> [GIVEN TEXT]:
Reports emerged Friday, April 26, from the Israel-Gaza border that a group of rabbis were arrested while attempting to bring food aid into the besieged and starving Gaza Strip. 

Among those arrested was our own Rabbi Alana Alpert of Ferndale's Congregation T'Chiyah.  

Let that sink in. A leader of our own community has been arrested during chol hamoed pesach while attempting to actualize the liberatory values of the holiday and the commandment of the Hagaddah which says: 

"Let all who are hungry come and eat." 

Many of our Metro Detroit rabbis have been silent in the face of the Israeli military's engineered famine in Gaza. Now that one of their respected colleagues has been detained and jailed by the Israeli police and military for trying to aid her fellow human beings, will their silence continue? 

In Rabbi Alpert's words: "How can we celebrate freedom as these atrocities are committed in the name of Jewish safety?"

> [TASK DIRECTIONS]: Please copy out the piece on the rabbis' arrest from "Many of our" up to and including "their silence continue?", swapping "silent" for "quiet".

> [DATA LINES]:
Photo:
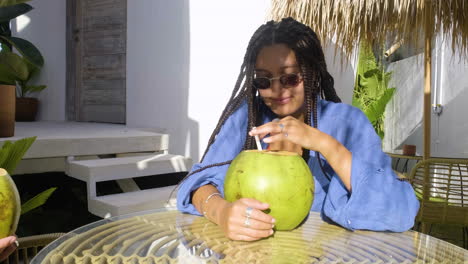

> [COMPLETED EXERCISE]:
Many of our Metro Detroit rabbis have been quiet in the face of the Israeli military's engineered famine in Gaza. Now that one of their respected colleagues has been detained and jailed by the Israeli police and military for trying to aid her fellow human beings, will their silence continue?